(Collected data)
(begin)

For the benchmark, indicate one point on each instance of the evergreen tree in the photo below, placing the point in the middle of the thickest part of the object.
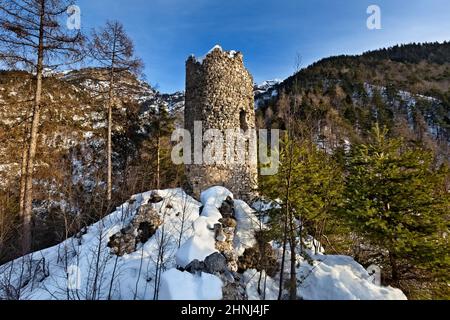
(309, 184)
(397, 202)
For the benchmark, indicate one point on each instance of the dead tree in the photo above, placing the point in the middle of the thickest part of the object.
(34, 37)
(113, 50)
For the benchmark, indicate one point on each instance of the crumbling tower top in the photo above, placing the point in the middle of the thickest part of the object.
(219, 94)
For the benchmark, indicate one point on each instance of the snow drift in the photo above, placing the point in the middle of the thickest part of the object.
(84, 267)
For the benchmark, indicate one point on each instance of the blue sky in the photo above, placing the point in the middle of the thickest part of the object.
(269, 33)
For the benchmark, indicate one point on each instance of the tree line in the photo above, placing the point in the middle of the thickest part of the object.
(34, 38)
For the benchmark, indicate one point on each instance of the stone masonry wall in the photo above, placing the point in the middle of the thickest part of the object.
(219, 93)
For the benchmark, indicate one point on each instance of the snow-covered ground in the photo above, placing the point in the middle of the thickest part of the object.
(83, 267)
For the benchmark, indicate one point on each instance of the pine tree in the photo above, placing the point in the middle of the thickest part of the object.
(397, 202)
(112, 49)
(309, 184)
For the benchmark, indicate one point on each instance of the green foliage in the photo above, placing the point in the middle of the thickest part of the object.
(397, 201)
(309, 181)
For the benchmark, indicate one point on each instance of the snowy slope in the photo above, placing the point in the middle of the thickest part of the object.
(84, 267)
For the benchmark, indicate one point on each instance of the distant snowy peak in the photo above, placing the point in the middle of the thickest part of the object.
(266, 91)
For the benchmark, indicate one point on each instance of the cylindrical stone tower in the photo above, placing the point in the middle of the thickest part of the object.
(219, 93)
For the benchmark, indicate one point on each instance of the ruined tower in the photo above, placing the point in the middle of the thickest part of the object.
(219, 93)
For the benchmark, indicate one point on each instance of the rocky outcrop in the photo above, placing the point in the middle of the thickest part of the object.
(140, 230)
(261, 257)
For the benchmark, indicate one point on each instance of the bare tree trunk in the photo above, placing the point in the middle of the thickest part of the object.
(23, 172)
(158, 162)
(285, 240)
(110, 106)
(28, 194)
(293, 279)
(109, 141)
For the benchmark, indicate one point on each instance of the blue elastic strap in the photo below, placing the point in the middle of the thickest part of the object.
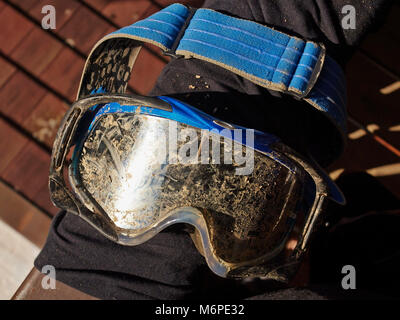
(260, 54)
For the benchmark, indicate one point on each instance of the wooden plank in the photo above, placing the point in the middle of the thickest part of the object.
(13, 28)
(32, 181)
(11, 142)
(97, 4)
(21, 215)
(64, 10)
(31, 289)
(37, 51)
(7, 70)
(25, 4)
(124, 13)
(16, 259)
(84, 29)
(19, 96)
(64, 73)
(45, 119)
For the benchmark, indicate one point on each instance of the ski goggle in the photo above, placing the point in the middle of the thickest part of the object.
(132, 166)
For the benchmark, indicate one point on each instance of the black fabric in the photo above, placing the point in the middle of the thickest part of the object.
(168, 266)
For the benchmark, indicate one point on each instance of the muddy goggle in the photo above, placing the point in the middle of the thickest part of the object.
(132, 166)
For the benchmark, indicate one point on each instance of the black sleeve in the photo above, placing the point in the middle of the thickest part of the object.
(168, 266)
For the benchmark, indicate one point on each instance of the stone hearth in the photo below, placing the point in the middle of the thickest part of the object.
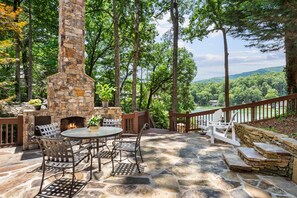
(70, 92)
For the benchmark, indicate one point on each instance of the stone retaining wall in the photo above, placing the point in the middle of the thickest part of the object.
(249, 134)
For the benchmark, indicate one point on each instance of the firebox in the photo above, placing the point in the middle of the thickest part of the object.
(72, 122)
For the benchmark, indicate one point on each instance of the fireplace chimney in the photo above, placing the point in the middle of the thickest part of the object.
(71, 91)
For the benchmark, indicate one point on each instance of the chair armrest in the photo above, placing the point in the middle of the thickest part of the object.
(84, 147)
(127, 135)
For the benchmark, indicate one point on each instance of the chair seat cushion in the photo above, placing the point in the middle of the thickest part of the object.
(125, 146)
(59, 163)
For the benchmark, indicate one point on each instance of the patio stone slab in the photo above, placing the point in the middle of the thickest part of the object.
(239, 193)
(283, 183)
(236, 163)
(129, 180)
(256, 192)
(167, 182)
(204, 193)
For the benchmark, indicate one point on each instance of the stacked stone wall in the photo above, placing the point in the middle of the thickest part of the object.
(249, 134)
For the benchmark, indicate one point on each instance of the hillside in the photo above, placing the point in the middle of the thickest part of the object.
(245, 74)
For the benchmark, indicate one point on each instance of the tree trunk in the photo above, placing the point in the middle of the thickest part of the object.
(149, 101)
(291, 62)
(226, 60)
(141, 90)
(226, 63)
(174, 18)
(29, 82)
(136, 55)
(116, 53)
(17, 62)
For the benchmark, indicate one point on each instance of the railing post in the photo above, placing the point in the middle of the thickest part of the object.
(170, 121)
(147, 117)
(20, 130)
(253, 113)
(187, 122)
(123, 123)
(135, 122)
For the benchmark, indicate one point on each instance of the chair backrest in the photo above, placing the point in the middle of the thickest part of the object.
(231, 122)
(112, 122)
(56, 149)
(49, 130)
(145, 127)
(217, 115)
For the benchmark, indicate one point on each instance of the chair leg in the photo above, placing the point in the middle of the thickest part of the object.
(72, 183)
(99, 161)
(91, 164)
(137, 164)
(140, 153)
(112, 160)
(43, 172)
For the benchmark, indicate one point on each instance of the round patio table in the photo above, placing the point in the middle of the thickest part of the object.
(84, 133)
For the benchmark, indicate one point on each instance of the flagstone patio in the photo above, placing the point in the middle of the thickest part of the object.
(176, 165)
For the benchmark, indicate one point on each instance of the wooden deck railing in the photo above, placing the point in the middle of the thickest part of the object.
(252, 112)
(11, 131)
(133, 122)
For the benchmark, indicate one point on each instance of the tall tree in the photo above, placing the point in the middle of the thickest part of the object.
(136, 53)
(16, 6)
(174, 17)
(116, 52)
(29, 79)
(270, 26)
(208, 16)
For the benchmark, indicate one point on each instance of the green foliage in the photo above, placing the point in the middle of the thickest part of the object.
(105, 92)
(95, 120)
(35, 102)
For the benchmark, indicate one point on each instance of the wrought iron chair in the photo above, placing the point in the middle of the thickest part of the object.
(102, 153)
(58, 153)
(53, 131)
(112, 122)
(129, 144)
(49, 130)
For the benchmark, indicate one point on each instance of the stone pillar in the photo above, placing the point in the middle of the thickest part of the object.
(72, 36)
(71, 92)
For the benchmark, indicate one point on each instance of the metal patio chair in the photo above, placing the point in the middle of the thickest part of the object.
(58, 153)
(129, 144)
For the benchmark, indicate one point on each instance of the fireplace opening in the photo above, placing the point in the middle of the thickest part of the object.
(72, 122)
(41, 120)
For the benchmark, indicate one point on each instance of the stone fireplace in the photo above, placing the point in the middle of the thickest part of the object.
(70, 92)
(72, 122)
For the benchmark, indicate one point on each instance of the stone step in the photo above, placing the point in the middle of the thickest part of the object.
(271, 151)
(250, 154)
(235, 163)
(259, 162)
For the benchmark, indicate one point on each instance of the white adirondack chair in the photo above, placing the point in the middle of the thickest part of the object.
(219, 131)
(216, 119)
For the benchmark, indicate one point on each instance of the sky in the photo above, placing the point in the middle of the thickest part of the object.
(209, 54)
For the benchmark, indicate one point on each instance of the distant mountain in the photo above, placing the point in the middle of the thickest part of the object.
(245, 74)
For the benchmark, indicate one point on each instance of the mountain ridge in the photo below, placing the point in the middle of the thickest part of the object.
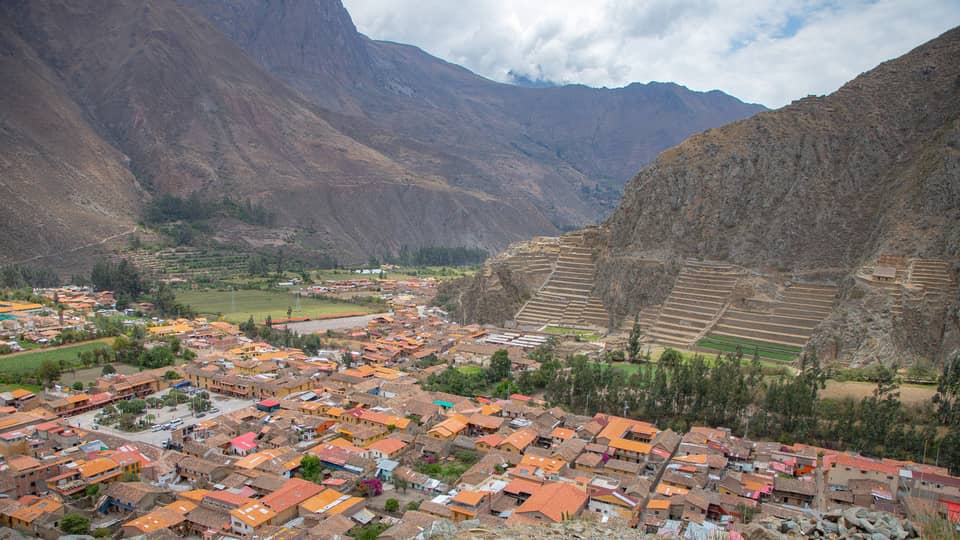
(316, 123)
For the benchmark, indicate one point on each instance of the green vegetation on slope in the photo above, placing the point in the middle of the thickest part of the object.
(30, 361)
(727, 344)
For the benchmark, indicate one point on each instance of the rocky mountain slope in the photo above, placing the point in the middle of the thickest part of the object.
(358, 147)
(61, 183)
(551, 146)
(813, 191)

(end)

:: Prompt ::
Copy, exactly and exclusively, the lines beginning with the one that contains "the stone step" and ending with the last line of the listing; pictures are to be omitted.

:: Reply ::
For the benchmark, indicate one point on each instance of the stone step in the photo above, placing the point in the middle of the thickest part of the object.
(271, 151)
(250, 154)
(235, 163)
(259, 162)
For the benchmark, indicate one point on each instance of the white adirondack chair in the photo above, placing the point in the middle of the thickest part of the object.
(219, 131)
(216, 119)
For the benchmark, indicate one point on each instance of the sky in the photo above, placing the point in the middle of the thickest part of the object.
(209, 54)
For the benchmark, indicate one point on each instance of the distant mountain in the photo above, placing the point in the middle of the thickest part of the object.
(245, 74)
For the benchmark, indicate one point on each instance of the mountain ridge in the photo below, placing the point in the middle of the thickest part of the object.
(316, 123)
For the benchmark, indicate one point on each instance of the green vegetation on slope in the photo above, placing the point in the middle of the thickest part of the object.
(30, 361)
(727, 344)
For the benchmark, indicate one point on each instance of the rocky mountain slope in the photo above, placing the point in the middle of the thickest part of the object.
(358, 147)
(61, 183)
(551, 146)
(813, 191)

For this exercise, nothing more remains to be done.